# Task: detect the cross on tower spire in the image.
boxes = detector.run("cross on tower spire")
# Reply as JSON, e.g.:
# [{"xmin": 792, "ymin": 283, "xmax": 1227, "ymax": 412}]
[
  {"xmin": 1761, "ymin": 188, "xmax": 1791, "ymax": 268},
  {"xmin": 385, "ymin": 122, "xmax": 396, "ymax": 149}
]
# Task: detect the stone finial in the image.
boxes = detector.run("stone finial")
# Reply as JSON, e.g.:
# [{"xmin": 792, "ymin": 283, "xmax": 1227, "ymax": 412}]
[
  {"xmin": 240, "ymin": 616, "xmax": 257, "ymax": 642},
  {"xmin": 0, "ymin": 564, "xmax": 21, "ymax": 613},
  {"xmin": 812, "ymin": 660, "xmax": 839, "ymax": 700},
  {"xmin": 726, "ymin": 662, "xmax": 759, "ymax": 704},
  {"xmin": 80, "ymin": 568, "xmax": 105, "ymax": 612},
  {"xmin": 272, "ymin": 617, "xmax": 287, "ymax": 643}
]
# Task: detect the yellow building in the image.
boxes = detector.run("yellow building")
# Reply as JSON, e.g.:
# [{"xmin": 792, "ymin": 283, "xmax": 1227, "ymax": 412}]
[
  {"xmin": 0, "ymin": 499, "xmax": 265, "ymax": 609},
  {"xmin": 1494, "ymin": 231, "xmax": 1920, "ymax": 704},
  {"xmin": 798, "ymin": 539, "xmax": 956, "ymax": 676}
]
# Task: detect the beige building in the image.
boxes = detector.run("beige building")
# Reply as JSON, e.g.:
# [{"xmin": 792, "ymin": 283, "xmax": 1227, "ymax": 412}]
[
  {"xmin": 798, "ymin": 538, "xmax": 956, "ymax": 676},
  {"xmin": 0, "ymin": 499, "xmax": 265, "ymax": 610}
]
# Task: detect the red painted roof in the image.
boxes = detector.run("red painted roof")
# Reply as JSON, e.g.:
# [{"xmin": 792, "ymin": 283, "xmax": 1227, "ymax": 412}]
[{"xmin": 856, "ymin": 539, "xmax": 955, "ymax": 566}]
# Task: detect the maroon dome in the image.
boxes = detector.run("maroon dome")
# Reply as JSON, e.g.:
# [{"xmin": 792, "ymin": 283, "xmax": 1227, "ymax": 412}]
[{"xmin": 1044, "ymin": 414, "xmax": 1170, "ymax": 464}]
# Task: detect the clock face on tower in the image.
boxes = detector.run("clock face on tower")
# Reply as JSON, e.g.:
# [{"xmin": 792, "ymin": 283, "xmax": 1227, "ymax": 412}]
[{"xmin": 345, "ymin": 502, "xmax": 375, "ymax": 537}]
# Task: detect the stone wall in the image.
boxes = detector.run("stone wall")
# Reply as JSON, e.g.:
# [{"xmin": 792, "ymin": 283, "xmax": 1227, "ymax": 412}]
━━━━━━━━━━━━━━━━
### Required work:
For each line above that contains "Task", add one to a count, then state only the final number.

### Answer box:
8